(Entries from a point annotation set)
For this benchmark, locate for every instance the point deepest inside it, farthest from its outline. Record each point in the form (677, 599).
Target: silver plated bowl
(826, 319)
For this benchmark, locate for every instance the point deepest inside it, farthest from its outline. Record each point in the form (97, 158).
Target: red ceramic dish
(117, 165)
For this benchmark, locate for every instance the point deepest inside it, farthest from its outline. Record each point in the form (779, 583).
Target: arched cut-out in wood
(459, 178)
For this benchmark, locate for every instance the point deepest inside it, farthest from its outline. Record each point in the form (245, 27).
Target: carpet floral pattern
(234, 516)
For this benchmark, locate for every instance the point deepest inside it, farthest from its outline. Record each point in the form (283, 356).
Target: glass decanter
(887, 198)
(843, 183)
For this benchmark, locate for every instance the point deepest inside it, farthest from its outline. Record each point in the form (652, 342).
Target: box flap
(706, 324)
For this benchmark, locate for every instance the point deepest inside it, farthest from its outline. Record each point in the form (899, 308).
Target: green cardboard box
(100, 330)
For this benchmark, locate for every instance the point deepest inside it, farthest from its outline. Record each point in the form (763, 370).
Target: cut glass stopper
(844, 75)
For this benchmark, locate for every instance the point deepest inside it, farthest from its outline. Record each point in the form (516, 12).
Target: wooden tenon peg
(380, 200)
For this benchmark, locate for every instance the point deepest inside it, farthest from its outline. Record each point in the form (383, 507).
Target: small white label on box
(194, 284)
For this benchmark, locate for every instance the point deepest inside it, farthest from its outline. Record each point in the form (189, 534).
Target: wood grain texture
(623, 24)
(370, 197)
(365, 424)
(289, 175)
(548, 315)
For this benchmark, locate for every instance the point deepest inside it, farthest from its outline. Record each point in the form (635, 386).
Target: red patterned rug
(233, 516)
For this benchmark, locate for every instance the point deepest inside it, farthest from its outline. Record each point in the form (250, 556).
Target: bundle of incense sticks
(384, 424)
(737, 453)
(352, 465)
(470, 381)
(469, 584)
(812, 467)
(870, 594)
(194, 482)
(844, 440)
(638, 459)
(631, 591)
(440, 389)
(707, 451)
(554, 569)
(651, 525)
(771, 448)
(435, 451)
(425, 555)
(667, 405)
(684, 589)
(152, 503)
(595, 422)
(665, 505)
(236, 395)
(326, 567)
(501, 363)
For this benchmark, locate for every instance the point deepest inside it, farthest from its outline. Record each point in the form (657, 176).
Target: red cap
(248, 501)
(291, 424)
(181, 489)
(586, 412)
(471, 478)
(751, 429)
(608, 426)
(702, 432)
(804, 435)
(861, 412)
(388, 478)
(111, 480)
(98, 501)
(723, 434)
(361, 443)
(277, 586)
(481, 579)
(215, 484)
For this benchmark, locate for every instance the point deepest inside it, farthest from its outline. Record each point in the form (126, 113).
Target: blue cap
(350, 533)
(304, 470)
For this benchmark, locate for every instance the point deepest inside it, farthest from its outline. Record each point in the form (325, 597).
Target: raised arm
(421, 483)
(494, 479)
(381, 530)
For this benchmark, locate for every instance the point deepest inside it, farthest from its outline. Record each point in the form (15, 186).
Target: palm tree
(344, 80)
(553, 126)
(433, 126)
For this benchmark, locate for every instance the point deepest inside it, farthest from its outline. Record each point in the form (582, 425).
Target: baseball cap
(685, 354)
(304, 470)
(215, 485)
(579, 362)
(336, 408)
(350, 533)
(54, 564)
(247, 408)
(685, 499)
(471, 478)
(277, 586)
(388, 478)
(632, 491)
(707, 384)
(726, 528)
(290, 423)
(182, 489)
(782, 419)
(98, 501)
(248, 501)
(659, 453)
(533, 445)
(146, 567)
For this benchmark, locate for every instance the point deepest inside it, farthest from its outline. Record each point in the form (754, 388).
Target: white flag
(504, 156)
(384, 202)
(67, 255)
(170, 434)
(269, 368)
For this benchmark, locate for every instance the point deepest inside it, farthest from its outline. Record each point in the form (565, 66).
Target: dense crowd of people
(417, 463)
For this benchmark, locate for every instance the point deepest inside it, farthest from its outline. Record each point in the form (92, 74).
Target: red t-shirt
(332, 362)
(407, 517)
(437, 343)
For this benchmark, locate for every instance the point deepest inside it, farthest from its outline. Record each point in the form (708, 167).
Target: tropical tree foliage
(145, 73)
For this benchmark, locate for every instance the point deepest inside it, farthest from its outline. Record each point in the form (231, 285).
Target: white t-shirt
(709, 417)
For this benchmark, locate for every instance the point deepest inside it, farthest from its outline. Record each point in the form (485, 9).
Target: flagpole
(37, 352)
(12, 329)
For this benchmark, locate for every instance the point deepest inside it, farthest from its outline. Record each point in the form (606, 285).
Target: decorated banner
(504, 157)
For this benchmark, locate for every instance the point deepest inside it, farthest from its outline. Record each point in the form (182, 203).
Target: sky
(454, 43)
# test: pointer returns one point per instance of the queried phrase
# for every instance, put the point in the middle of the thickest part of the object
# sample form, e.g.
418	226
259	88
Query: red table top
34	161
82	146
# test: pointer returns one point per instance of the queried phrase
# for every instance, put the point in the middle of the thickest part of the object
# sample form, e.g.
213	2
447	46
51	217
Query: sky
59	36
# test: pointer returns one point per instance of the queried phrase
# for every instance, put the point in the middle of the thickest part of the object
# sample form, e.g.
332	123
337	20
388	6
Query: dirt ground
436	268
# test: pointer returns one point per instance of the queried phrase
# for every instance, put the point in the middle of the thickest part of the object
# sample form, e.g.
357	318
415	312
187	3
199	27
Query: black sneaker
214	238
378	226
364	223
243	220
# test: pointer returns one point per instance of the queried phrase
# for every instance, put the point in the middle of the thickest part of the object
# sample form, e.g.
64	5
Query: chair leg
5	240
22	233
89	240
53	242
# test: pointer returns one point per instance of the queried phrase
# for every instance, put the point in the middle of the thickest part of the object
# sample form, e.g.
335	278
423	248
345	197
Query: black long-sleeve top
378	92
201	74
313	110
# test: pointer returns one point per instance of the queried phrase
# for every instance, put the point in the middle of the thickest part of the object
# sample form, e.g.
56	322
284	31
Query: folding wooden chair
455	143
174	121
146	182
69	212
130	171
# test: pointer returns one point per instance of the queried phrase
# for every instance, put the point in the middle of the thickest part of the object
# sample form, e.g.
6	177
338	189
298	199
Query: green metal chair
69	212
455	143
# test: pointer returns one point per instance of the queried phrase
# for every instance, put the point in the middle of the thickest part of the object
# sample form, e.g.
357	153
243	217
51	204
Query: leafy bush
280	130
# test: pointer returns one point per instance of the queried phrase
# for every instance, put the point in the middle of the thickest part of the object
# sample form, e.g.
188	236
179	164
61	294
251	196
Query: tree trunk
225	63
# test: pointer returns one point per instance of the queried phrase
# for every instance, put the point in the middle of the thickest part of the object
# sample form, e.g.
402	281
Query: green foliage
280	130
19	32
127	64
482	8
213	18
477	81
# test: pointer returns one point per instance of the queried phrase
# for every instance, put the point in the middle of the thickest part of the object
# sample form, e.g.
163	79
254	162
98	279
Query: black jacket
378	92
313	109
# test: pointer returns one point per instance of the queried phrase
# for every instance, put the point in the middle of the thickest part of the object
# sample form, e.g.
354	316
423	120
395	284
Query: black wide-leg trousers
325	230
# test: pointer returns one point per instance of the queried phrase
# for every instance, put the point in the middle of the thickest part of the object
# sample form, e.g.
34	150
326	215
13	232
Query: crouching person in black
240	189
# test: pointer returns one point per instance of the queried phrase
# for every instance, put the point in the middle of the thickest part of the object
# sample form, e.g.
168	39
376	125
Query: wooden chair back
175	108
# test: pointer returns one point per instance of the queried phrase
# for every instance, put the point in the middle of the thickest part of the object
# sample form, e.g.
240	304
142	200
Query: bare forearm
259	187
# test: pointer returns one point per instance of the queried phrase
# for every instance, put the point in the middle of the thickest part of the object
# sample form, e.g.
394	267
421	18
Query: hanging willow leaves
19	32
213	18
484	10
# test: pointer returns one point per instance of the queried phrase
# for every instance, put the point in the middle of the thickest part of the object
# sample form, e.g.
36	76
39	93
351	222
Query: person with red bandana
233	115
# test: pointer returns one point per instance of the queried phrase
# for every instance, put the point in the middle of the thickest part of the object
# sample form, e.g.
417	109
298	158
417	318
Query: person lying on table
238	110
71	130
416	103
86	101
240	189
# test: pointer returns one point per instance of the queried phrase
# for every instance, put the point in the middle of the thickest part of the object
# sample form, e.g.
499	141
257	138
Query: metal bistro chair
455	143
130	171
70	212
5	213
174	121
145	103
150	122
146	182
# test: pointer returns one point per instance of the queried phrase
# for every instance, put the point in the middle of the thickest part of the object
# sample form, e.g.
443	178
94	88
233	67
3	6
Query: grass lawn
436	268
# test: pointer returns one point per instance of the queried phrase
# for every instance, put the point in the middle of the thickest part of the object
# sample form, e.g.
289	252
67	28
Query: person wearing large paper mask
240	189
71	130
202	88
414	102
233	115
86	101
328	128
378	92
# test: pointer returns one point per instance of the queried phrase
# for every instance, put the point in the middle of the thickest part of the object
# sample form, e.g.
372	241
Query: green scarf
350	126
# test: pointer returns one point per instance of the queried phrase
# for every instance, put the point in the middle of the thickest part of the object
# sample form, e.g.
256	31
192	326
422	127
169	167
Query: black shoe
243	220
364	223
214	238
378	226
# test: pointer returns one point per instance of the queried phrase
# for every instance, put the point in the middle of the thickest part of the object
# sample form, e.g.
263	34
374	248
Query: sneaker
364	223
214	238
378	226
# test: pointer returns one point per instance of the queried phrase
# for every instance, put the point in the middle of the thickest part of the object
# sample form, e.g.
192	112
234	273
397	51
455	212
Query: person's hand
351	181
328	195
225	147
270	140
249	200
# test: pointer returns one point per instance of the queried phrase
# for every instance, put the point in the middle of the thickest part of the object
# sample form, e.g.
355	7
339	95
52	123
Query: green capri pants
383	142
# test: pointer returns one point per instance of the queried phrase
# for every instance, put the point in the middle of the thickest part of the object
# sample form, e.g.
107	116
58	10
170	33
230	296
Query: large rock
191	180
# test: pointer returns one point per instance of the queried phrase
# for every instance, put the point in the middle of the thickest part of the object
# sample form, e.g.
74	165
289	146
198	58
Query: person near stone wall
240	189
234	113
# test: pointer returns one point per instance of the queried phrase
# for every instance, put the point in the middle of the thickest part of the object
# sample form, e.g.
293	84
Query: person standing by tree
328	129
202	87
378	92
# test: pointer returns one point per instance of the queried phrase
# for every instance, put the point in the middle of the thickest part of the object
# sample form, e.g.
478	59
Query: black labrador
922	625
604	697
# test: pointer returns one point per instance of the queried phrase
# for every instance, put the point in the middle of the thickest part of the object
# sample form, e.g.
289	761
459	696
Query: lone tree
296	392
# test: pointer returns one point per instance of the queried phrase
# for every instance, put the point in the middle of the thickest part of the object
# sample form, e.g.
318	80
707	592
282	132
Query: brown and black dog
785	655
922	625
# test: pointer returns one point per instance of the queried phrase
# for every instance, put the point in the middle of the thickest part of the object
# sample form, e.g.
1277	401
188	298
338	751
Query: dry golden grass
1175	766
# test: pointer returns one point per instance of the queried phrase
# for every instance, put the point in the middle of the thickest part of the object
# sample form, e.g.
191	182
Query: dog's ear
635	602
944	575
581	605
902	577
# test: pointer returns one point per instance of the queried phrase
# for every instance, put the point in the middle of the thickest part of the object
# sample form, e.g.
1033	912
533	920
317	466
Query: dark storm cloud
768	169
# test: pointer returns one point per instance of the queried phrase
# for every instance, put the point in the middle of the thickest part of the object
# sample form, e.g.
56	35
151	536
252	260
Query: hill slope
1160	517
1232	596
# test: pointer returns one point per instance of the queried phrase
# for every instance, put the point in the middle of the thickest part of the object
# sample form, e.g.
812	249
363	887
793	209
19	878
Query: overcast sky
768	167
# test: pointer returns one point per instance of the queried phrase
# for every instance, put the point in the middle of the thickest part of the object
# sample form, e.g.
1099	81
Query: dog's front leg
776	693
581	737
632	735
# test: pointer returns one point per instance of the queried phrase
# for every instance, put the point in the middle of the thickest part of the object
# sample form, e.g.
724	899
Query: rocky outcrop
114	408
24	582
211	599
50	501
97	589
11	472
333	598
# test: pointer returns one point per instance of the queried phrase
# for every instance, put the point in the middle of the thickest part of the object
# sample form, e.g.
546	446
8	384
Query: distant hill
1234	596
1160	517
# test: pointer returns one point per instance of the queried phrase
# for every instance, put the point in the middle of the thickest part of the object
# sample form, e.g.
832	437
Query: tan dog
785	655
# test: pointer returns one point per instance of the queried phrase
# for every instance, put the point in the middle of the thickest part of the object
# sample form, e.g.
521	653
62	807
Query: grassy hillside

▸ What needs to be done
Gather every line above that contains the word "large", treating uppercase and lowercase as different.

▸ Response
Query: person wearing large paper mask
Query: large rock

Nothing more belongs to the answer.